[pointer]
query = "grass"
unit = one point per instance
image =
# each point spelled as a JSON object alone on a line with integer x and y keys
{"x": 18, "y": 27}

> [TO DO]:
Please reproduce every line of the data above, requests included, and shift each x and y coordinate in the answers up by 15.

> [SOLUTION TO THIS PROBLEM]:
[pointer]
query = "grass"
unit = one point per instance
image =
# each point spelled as a JSON object alone on a line with integer x and y keys
{"x": 33, "y": 42}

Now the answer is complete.